*MATERIALS PROVIDED*:
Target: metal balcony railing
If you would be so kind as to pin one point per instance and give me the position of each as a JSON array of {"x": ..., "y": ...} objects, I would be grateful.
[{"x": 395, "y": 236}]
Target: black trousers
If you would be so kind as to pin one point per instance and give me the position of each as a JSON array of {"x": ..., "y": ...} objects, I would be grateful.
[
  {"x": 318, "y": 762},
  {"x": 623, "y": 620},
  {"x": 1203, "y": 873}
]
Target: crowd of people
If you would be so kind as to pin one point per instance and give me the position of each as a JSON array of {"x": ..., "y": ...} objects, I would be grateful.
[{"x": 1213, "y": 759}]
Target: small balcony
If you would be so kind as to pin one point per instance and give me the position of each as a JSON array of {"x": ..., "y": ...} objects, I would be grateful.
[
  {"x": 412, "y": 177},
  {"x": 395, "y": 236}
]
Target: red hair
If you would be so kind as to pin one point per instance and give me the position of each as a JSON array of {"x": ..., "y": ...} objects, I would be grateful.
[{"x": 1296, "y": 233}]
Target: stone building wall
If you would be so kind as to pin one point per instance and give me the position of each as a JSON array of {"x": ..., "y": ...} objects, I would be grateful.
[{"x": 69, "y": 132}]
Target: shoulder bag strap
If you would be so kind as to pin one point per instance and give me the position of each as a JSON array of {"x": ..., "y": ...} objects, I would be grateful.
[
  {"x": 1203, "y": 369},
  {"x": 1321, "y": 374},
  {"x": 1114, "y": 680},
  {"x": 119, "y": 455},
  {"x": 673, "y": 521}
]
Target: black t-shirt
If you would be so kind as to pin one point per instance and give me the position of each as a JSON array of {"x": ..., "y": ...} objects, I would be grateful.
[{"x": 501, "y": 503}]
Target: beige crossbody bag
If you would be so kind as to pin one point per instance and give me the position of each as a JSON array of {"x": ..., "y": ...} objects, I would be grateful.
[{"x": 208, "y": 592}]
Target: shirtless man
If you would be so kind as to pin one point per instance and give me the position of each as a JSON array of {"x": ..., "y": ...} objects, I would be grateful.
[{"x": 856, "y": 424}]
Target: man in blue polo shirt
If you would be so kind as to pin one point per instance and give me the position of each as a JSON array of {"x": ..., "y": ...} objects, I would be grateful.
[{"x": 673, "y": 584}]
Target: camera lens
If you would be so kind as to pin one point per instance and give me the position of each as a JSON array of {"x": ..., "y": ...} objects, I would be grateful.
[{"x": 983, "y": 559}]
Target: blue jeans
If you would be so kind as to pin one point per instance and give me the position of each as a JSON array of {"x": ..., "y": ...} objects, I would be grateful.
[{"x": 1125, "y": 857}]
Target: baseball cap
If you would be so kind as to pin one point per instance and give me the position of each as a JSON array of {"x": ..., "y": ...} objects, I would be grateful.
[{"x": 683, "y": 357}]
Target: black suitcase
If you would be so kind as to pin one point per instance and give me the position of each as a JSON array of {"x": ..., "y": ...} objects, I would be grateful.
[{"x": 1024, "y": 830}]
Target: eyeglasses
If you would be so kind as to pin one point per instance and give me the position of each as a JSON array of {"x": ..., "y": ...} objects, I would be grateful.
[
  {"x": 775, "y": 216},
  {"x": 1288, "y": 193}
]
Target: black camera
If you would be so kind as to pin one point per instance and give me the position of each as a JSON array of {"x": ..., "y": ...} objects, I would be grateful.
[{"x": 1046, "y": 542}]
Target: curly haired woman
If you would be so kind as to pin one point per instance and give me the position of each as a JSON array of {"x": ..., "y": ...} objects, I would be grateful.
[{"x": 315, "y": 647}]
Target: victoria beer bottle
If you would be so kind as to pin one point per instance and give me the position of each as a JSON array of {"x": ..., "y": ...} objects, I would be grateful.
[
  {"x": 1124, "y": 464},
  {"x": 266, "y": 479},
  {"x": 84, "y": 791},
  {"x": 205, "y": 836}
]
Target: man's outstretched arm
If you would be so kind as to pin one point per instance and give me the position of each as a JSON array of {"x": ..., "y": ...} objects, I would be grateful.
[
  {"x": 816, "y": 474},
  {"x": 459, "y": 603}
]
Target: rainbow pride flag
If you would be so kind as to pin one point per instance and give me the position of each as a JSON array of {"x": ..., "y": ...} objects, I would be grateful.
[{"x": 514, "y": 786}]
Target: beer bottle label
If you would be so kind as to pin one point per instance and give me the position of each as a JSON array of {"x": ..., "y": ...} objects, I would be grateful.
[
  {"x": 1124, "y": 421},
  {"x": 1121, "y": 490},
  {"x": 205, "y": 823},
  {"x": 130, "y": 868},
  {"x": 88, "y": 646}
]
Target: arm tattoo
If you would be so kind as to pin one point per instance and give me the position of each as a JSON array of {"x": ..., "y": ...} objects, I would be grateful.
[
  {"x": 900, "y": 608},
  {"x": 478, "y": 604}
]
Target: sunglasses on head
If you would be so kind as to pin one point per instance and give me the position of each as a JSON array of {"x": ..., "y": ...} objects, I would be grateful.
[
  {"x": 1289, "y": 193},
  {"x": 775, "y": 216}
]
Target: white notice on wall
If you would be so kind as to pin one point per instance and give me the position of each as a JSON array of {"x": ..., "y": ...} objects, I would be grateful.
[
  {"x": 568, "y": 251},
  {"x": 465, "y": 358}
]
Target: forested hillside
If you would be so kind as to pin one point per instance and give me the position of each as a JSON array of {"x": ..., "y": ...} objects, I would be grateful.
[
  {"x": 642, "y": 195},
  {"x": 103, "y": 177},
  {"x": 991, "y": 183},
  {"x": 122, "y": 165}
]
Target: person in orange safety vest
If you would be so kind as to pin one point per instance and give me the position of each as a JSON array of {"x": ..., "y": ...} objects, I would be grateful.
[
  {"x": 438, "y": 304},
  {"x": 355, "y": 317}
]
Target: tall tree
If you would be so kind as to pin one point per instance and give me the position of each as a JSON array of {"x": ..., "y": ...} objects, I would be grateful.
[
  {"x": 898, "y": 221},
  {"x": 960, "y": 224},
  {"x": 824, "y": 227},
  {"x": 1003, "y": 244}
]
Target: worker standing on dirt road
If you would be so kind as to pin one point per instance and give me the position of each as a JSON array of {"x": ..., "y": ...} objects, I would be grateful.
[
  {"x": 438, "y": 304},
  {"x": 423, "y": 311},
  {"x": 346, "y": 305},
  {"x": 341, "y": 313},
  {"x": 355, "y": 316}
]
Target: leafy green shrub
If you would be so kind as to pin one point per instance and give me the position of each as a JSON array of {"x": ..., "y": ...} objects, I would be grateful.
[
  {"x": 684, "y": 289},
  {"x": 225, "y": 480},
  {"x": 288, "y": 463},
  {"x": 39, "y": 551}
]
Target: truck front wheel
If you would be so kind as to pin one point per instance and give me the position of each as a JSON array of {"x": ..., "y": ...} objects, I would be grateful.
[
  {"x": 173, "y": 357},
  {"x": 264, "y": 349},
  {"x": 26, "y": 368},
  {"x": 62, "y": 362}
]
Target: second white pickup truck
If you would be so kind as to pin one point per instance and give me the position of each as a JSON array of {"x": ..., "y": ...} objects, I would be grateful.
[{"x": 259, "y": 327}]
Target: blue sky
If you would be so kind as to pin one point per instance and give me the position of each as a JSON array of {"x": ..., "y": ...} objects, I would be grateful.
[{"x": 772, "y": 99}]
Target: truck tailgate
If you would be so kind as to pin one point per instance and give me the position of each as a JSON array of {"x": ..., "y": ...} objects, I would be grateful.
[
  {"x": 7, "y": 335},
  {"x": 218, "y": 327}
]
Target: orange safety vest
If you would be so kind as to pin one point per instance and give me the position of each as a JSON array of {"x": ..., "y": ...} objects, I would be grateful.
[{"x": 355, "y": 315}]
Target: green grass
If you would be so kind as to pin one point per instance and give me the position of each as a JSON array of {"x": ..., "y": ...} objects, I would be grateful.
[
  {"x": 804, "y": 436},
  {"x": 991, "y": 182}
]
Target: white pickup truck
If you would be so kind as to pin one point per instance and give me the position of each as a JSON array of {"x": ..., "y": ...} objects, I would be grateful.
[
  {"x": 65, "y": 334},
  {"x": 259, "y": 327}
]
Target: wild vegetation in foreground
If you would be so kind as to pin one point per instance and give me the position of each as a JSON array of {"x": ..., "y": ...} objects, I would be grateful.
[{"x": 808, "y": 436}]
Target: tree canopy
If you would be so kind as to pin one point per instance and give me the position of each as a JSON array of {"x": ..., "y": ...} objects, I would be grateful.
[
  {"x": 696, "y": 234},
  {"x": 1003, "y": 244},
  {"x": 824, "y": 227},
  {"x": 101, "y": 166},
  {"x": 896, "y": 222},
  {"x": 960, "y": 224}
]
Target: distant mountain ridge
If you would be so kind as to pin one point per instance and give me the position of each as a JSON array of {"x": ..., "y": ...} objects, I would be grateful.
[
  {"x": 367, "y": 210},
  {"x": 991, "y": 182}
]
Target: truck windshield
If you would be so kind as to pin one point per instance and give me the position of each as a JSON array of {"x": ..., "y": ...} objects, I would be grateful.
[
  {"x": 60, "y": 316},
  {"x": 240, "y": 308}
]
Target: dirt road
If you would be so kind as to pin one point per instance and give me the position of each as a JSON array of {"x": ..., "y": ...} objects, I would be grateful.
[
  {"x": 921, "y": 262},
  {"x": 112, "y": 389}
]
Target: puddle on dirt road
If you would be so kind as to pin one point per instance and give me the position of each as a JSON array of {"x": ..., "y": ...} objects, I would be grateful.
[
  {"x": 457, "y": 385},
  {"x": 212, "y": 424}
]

*TASK GOAL*:
Each line from the one containing "Target: tree canopy" to the final line of the entries above must be returned exactly, and no other line may appear.

*EXERCISE SOLUTION*:
Target: tree canopy
If you would be so kind as to pin one point per instance and give me the position of each as a JSON array of {"x": ..., "y": ...} objects, I would be grateful.
[
  {"x": 696, "y": 234},
  {"x": 1003, "y": 244},
  {"x": 824, "y": 227},
  {"x": 101, "y": 166},
  {"x": 896, "y": 222},
  {"x": 960, "y": 224}
]
Target: distant mountain ridge
If you would be so kind as to pin one point per instance and give me the position of each as a JSON array of {"x": ..., "y": ...} objects, I would be grateful.
[
  {"x": 367, "y": 210},
  {"x": 991, "y": 182}
]
Target: truck windshield
If you would be so kind as to pin one point per instance and give me the position of each as a JSON array of {"x": ..., "y": ...} objects, I would be grateful.
[
  {"x": 60, "y": 316},
  {"x": 240, "y": 308}
]
Target: dirt road
If you would be so kind as to pin one point per instance and give me the position of each as a JSON array of {"x": ..., "y": ...} objects, I would be grateful.
[
  {"x": 921, "y": 262},
  {"x": 112, "y": 389}
]
Target: puddle on dirt road
If you would be so kind as to pin one point per instance and give me the position of each as a JSON array of {"x": ..., "y": ...} objects, I would be grateful.
[
  {"x": 457, "y": 385},
  {"x": 212, "y": 424}
]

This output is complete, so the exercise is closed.